# S&w 625 4 ''



## borris (Oct 28, 2012)

Ok So I Been Eye Up a 625 for some time Would Really Like a 3'' so Who can Give Me Some Insight just don't like the J M Grips


----------



## TomC (Sep 5, 2006)

I have a 25-2, a 625PC and 625JM. The JM has a grooved trigger with fully lugged barrel. The PC has a half-lugged barrel that is set back slightly with a slightly shorter cylinder. It has a smooth trigger and weighs about 1.4 oz. less. 

I don't like the JM grips either, and I don't particularly like the gold bead front sight, so mine currently have Hogue grips with a black, serrated ramp front sight. The front sight is spring loaded, so it is easily removed.

I have been shooting .45 ACP revos for nearly 40 yrs. All are very accurate. I have semi-retired the 25-2. It is a blued classic and I consider the finish more delicate than the stainless guns. It has a Performance Center action job with a narrow, smooth trigger and a 5" barrel. The JM probably has the best trigger, but it also has been used enough to get thoroughly broken in. The PC is the newest. It is good, but it is still breaking in and continuing to get smoother.

I like them. They are a nice combination of power, controllability and accuracy. What's not to like? I mostly shoot .45 AR in them. I have shot IPSC with the 25-2, but I am slow on the reloads and not really competitive with it. I shoot A's with it, but I was pretty slow. I was much faster with my 1911.


----------



## jakeleinen1 (Jul 20, 2011)

The JM grips are lame but easily changed out... Get that gun dude!


----------

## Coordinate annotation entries
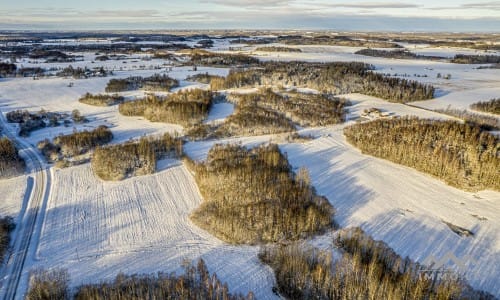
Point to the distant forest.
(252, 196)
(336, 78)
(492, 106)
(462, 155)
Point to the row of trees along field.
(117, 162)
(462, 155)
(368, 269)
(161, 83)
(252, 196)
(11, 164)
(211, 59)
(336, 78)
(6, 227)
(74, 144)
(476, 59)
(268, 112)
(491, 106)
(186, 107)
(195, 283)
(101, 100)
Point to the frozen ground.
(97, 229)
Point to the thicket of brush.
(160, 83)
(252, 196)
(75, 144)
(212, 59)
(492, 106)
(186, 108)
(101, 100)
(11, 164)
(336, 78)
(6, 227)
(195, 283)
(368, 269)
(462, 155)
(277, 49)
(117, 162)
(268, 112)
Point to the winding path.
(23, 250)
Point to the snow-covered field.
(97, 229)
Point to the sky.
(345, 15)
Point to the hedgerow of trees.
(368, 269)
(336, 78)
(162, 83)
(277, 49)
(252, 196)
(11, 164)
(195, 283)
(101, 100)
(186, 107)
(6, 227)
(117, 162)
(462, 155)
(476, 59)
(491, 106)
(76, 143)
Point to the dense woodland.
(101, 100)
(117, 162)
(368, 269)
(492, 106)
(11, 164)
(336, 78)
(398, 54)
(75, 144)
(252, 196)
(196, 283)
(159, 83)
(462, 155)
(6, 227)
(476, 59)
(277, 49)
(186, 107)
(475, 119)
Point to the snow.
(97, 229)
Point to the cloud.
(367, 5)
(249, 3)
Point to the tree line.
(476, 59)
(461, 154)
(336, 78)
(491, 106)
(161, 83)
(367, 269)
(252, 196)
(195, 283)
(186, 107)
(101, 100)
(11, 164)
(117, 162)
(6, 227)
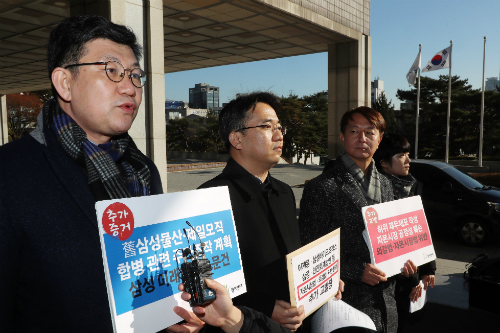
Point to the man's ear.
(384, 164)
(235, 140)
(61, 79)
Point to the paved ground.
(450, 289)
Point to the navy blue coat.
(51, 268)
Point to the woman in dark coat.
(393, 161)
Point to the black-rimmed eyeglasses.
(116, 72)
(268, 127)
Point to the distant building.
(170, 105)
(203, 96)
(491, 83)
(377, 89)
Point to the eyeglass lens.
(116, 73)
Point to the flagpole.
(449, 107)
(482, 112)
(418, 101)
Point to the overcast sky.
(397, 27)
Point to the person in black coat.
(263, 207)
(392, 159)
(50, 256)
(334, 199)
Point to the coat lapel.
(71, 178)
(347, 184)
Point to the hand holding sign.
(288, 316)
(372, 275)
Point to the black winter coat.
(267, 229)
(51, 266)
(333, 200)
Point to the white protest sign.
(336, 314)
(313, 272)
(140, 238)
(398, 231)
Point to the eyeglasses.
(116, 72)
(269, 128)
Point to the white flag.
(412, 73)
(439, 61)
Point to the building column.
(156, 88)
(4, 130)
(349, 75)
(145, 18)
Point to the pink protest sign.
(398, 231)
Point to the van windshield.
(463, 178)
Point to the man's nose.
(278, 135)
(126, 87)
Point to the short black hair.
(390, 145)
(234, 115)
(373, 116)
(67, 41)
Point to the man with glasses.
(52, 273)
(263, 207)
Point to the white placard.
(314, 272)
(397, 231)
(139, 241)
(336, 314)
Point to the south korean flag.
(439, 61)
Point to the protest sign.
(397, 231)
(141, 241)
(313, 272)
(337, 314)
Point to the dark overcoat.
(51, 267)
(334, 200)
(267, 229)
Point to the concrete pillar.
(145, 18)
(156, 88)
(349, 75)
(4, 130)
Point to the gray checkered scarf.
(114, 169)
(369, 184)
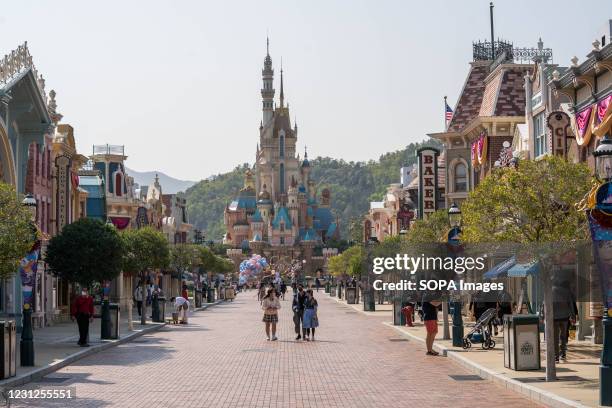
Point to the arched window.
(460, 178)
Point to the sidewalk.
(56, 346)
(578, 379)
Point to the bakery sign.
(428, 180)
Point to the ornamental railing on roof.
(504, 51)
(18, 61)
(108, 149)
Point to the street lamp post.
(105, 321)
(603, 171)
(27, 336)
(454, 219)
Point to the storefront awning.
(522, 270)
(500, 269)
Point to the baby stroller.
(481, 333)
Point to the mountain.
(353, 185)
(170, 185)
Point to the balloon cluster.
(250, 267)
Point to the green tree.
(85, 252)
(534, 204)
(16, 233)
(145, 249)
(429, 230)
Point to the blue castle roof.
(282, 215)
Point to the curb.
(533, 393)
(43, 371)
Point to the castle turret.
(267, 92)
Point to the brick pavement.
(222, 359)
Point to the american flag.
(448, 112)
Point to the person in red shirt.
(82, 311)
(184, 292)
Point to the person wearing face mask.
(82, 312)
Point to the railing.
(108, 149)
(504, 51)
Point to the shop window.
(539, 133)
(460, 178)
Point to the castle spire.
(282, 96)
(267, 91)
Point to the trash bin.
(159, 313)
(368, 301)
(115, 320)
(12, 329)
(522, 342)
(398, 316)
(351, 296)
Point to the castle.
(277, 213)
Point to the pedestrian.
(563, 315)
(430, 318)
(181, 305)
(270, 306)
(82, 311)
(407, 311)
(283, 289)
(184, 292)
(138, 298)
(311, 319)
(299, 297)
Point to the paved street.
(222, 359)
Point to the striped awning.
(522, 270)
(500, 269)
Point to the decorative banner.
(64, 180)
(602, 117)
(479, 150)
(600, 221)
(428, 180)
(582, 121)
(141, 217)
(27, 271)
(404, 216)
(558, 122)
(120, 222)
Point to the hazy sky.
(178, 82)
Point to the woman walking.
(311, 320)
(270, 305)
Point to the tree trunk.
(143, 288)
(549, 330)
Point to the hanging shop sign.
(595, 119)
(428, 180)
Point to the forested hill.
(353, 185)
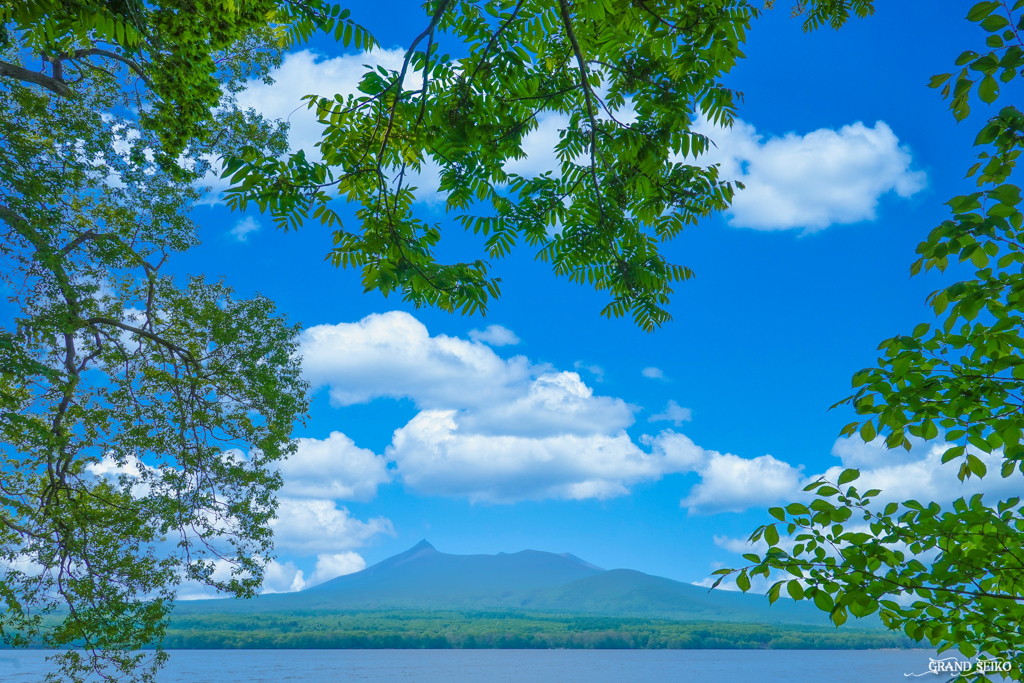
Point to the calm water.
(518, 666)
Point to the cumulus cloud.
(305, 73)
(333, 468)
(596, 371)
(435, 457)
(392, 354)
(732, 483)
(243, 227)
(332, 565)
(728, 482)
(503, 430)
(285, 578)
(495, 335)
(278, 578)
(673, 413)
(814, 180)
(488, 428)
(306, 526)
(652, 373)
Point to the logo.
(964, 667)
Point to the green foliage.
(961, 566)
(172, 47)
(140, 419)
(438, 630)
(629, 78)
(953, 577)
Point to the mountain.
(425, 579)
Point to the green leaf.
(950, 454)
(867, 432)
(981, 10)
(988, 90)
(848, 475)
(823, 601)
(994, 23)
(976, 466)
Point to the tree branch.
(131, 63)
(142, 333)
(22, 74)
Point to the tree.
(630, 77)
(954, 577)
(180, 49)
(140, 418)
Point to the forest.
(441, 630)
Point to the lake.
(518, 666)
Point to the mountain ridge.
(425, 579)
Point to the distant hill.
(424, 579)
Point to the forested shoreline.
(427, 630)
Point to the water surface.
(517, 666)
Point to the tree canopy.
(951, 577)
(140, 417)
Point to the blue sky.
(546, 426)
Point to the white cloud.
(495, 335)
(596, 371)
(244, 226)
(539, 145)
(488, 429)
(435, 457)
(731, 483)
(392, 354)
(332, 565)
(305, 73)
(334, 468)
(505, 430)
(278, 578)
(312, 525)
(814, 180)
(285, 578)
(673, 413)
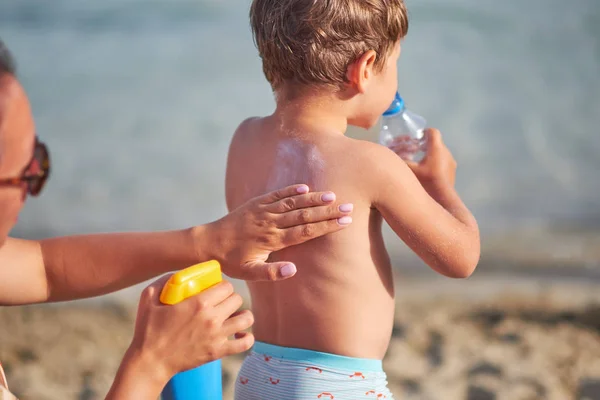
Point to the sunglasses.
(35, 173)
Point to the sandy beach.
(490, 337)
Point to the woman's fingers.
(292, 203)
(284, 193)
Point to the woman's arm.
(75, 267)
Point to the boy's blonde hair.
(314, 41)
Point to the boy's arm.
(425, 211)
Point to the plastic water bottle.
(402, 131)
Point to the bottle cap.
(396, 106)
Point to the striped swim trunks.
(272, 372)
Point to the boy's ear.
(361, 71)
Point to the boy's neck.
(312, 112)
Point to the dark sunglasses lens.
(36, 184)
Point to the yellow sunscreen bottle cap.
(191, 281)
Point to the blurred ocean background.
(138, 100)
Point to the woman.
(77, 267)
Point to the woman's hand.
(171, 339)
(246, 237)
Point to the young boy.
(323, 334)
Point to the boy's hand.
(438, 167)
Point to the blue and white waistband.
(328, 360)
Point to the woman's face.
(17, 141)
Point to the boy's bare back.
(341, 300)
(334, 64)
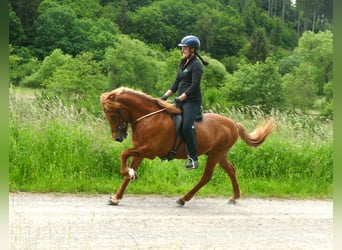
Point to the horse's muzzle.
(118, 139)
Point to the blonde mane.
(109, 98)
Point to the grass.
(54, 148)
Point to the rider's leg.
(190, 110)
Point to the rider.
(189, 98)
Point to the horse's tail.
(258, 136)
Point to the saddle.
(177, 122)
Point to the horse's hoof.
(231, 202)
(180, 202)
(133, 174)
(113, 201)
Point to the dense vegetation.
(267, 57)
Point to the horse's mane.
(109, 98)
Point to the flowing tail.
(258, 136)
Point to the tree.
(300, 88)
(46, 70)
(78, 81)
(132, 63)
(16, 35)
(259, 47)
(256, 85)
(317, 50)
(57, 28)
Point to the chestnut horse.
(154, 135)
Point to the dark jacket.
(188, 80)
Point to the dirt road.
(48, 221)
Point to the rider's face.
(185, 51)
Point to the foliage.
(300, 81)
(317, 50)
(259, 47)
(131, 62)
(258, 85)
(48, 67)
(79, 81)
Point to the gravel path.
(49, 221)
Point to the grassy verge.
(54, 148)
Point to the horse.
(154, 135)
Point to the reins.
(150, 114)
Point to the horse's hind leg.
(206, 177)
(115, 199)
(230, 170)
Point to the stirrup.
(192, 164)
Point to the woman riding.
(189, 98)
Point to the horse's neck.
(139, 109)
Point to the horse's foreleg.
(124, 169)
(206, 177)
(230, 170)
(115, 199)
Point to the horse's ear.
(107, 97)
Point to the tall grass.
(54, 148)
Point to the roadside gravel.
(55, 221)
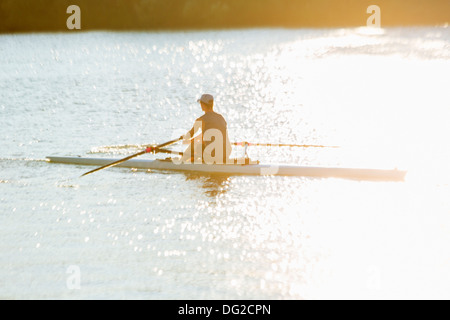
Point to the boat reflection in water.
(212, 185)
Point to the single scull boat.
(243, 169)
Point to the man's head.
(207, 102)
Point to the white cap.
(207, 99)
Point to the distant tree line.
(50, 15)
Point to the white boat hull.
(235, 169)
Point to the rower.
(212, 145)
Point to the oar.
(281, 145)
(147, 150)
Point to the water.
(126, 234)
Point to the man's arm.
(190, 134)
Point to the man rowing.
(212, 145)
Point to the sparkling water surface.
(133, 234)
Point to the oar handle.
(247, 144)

## WRITTEN REQUEST
Write out word for word the part of the S&W 625 forum thread starting at "I have a 25-2, a" and ending at "1.4 oz. less.".

## RESPONSE TO THIS EXERCISE
I have a 25-2, a 625PC and 625JM. The JM has a grooved trigger with fully lugged barrel. The PC has a half-lugged barrel that is set back slightly with a slightly shorter cylinder. It has a smooth trigger and weighs about 1.4 oz. less.